== GIVEN PASSAGE
# Recycled kitchen oil for liquid soap



## Silvia Stieger (Nov 1, 2018)

Dear forum members, my question is if I can make Liquid Castile Soap with used kitchen oil (mainly sunflower oil, KOH as reaction agent)?

Any experiences that differ from classic Castile soap making?
Important dos & donts ?

Thank you in advance for sharing knowledge


----------



## jcandleattic (Nov 1, 2018)

Castile by some definitions means using 100% olive oil, so there's that difference. 
But also, you would run the risk of the oil going rancid, having foreign particles, and "ickies" in it from the prior use, and most likely not having the best smelling end product. 

However I've never used recycled oils before so the end product scent is just a guess.


----------



## shunt2011 (Nov 1, 2018)

As stated above, Castile is 100% Olive oil. You will likely need to clean your oil before attempting to make soap.
====
== ENTRIES PROVIDED
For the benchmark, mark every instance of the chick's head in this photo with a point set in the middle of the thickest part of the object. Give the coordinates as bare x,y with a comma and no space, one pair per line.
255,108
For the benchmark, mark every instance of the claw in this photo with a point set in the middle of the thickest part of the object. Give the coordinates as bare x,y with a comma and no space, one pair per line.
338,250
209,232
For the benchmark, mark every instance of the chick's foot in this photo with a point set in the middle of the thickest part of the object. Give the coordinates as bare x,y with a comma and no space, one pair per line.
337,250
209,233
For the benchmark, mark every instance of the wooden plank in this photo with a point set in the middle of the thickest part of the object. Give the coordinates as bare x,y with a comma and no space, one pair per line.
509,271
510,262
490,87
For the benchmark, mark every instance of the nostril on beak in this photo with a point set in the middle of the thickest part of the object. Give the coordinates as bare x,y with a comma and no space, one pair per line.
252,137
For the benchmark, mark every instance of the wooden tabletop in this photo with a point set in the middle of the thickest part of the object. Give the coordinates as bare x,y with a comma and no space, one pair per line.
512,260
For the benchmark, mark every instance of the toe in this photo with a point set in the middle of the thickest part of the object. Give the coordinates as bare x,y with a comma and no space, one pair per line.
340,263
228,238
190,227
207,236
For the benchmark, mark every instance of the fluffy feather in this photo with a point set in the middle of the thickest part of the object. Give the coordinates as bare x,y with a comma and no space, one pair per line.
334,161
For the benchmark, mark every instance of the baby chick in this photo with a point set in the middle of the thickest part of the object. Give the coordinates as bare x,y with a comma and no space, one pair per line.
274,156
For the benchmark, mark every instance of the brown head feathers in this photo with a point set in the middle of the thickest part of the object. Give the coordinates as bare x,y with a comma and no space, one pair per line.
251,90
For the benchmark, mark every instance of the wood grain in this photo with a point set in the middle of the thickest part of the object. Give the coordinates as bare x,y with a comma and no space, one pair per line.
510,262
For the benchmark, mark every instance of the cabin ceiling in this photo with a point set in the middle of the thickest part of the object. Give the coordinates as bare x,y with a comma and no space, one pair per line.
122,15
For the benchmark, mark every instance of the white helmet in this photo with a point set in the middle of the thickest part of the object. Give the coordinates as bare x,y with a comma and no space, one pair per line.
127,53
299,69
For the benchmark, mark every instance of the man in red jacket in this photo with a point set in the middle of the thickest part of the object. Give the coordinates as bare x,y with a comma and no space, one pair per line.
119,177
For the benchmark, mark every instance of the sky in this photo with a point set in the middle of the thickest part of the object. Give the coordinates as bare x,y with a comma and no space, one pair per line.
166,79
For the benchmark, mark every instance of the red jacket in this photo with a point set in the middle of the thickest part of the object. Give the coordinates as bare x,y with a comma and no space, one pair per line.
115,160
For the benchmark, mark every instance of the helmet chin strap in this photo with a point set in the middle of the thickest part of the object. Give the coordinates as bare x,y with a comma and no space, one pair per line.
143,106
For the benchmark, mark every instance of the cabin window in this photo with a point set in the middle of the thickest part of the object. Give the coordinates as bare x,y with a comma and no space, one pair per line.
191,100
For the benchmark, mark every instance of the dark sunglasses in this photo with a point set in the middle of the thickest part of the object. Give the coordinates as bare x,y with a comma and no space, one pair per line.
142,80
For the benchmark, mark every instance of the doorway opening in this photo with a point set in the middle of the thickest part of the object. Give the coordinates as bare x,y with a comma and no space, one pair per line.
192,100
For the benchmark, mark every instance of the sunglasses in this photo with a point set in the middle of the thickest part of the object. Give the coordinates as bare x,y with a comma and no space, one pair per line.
====
**EXERCISE PROMPT**
Print the entire forum thread on making liquid soap from recycled kitchen oil, reproducing it word for word. These lines were drawn from a separate, unrelated source.

**WRITTEN RESPONSE**
# Recycled kitchen oil for liquid soap



## Silvia Stieger (Nov 1, 2018)

Dear forum members, my question is if I can make Liquid Castile Soap with used kitchen oil (mainly sunflower oil, KOH as reaction agent)?

Any experiences that differ from classic Castile soap making?
Important dos & donts ?

Thank you in advance for sharing knowledge


----------



## jcandleattic (Nov 1, 2018)

Castile by some definitions means using 100% olive oil, so there's that difference. 
But also, you would run the risk of the oil going rancid, having foreign particles, and "ickies" in it from the prior use, and most likely not having the best smelling end product. 

However I've never used recycled oils before so the end product scent is just a guess.


----------



## shunt2011 (Nov 1, 2018)

As stated above, Castile is 100% Olive oil. You will likely need to clean your oil before attempting to make soap.